- Film poster
- Directed by: Jason Connery
- Screenplay by: Pamela Marin; Kevin Cook;
- Based on: Tommy's Honor: The Story of Old Tom Morris and Young Tom Morris, Golf's Founding Father and Son by Kevin Cook
- Produced by: Keith Bank; Bob Last; Jim Kreutzer; Tim Moore;
- Starring: Peter Mullan; Jack Lowden; Ophelia Lovibond; Sam Neill;
- Music by: Christian Henson
- Production companies: Gutta Percha Productions; Timeless Films; Creative Scotland; SellOutPictures; Wind Chill Media Group;
- Distributed by: Roadside Attractions (United States); Thunderbird Releasing (United Kingdom); Timeless Films (International);
- Release dates: June 15, 2016 (Edinburgh International Film Festival); April 14, 2017 (United States); July 7, 2017 (United Kingdom);
- Running time: 117 minutes
- Countries: United States; United Kingdom;
- Language: English

= Tommy's Honour =

Tommy's Honour is a 2016 historical drama film depicting the lives and careers of, and the complex relationship between, the pioneering Scottish golfing champions Old Tom Morris and his son Young Tom Morris. The film is directed by Jason Connery, and the father and son are portrayed by Peter Mullan and Jack Lowden. The film won Best Feature Film at the 2016 British Academy Scotland Awards.

The screenplay, written by Pamela Marin and Kevin Cook, is based on Cook's 2007 book, Tommy's Honor: The Story of Old Tom Morris and Young Tom Morris, Golf's Founding Father and Son. The book won the Herbert Warren Wind Book Award as the best golf book of 2007, was one of the five books that Sports Illustrated selected as the "Books of the Year" in 2007, and was #32 of "the 50 best sports books ever written" selected by The Telegraph.

The film opened the 2016 Edinburgh International Film Festival on 15 June 2016 and it went into theatrical release in the United States on 14 April 2017 and in the United Kingdom on 7 July 2017. The official premiere was held at The New Picture House St Andrews

==Plot==
In St Andrews, Scotland in 1866, 15-year-old Tommy Morris (Jack Lowden) is an avid golfer like his legendary and pioneering father, Tom Morris (Peter Mullan). "Old Tom" is greens-keeper for The Royal and Ancient Golf Club of St Andrews, as well as the town's club- and ball-maker. He is the two-time winner of the first major golf tournament, The Open Championship, which was founded in 1860 by James Ogilvie Fairlie, Tom's mentor. He also established golf's standard of 18 holes per round. But young Tommy is beginning to chafe at his father's dictates, especially in the rapidly changing world they live in.

Tommy soon outshines his father, winning The Open three times in a row while still in his teens. The "dashing young man of golf", he draws flocks of spectators to the sport and becomes its first touring professional.

::::::::

Written task:
Set down the part of the Tommy's Honour film article word for word, beginning at the words "Tommy's Honour is" and stopping after "by The Telegraph.". The data after this point comes from a separate source.

Recorded information:
::::::::

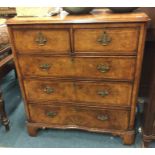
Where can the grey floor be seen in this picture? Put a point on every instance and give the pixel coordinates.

::::::::

Exercise output:
Tommy's Honour is a 2016 historical drama film depicting the lives and careers of, and the complex relationship between, the pioneering Scottish golfing champions Old Tom Morris and his son Young Tom Morris. The film is directed by Jason Connery, and the father and son are portrayed by Peter Mullan and Jack Lowden. The film won Best Feature Film at the 2016 British Academy Scotland Awards.

The screenplay, written by Pamela Marin and Kevin Cook, is based on Cook's 2007 book, Tommy's Honor: The Story of Old Tom Morris and Young Tom Morris, Golf's Founding Father and Son. The book won the Herbert Warren Wind Book Award as the best golf book of 2007, was one of the five books that Sports Illustrated selected as the "Books of the Year" in 2007, and was #32 of "the 50 best sports books ever written" selected by The Telegraph.